# START OF Extracted information
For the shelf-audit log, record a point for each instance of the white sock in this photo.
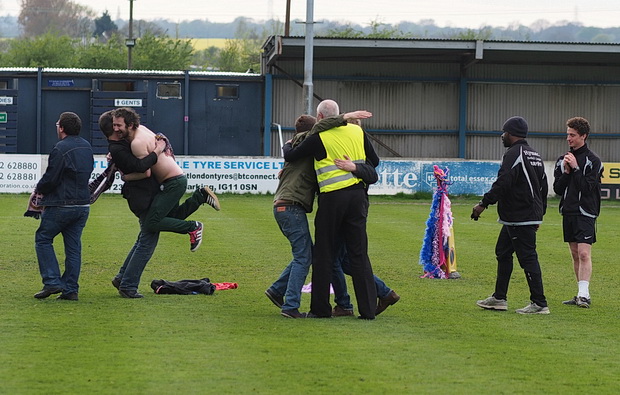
(584, 290)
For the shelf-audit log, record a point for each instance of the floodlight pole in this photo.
(308, 92)
(130, 42)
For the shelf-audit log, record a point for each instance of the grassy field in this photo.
(435, 340)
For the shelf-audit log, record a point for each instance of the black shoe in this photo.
(278, 300)
(571, 302)
(583, 302)
(70, 296)
(46, 292)
(292, 313)
(312, 315)
(130, 294)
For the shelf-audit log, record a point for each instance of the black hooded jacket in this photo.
(520, 190)
(579, 190)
# END OF Extracted information
*Directions*: Are you able to set down all the lines above exactly, without any pictures?

*Response to this task*:
For the shelf-audit log, record a point for each instance of the white sock in this photo.
(584, 290)
For the shelf-audit log, record a point for each instance of the floodlight pole in this photo.
(308, 92)
(130, 42)
For the shelf-audit log, record a point for each instance of the grassy field in this photo.
(435, 340)
For the shelf-audit log, record a point for each instance of the black shoe in this photo.
(278, 300)
(571, 302)
(583, 302)
(70, 296)
(46, 292)
(292, 313)
(312, 315)
(130, 294)
For the shelf-audit log, record a point for each instance of the black hooded jacket in this photo.
(520, 190)
(579, 190)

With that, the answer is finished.